═══ 資料

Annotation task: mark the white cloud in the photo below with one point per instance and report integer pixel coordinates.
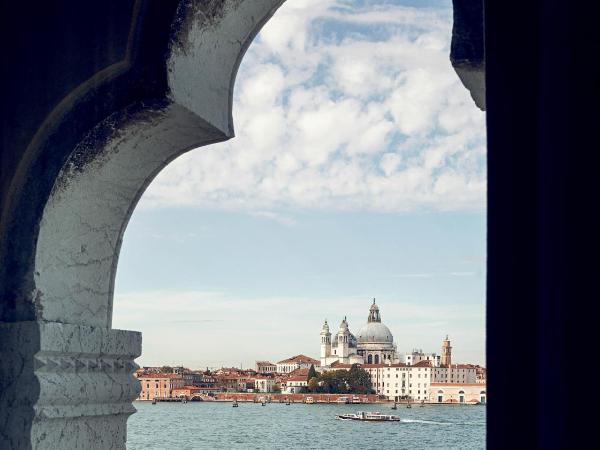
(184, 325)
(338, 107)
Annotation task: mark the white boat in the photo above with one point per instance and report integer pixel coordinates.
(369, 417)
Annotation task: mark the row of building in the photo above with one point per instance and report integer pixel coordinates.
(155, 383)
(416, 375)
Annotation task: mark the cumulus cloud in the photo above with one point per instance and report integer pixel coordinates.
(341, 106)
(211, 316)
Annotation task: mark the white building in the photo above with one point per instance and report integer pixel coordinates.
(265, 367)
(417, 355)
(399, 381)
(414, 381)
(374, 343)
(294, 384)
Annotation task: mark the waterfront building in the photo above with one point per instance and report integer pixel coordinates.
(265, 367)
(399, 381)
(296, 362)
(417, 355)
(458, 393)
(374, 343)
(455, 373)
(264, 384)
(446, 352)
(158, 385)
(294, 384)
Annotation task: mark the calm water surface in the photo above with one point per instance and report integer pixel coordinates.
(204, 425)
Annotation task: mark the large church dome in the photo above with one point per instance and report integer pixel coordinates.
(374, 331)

══════

**作業内容**
上の記録を一行残らず書き移し、座標の数値にはすべて94を足す。画像は答えに入れない。

**出力結果**
Annotation task: mark the white cloud in the photo below with one point per instance and report integer pixel coordinates.
(278, 419)
(432, 201)
Annotation task: mark the white boat in the photo above with one point per instance and report integer pixel coordinates.
(463, 511)
Annotation task: mark the row of building in the photo above with one point per instance and report integer pixel coordinates.
(249, 477)
(510, 469)
Annotation task: mark the cumulus cloud in the photo above with one point per instance and report integer pixel coordinates.
(435, 200)
(305, 410)
Annotation task: mark the white building in the photo above with one point per instance and report integer pixel coordinates.
(359, 461)
(511, 449)
(493, 475)
(508, 475)
(468, 437)
(388, 478)
Annotation task: mark the waterfront building in the photo above with one point per instance and report integer pixel coordinates.
(359, 461)
(493, 475)
(390, 456)
(511, 449)
(552, 487)
(468, 437)
(549, 467)
(358, 478)
(540, 446)
(252, 479)
(388, 478)
Annotation task: mark the calm water surface in the photo above with one point per instance and report integer pixel coordinates.
(298, 519)
Annotation task: mark the large church dome in the photo above with one point per instance and report integer pixel coordinates.
(468, 425)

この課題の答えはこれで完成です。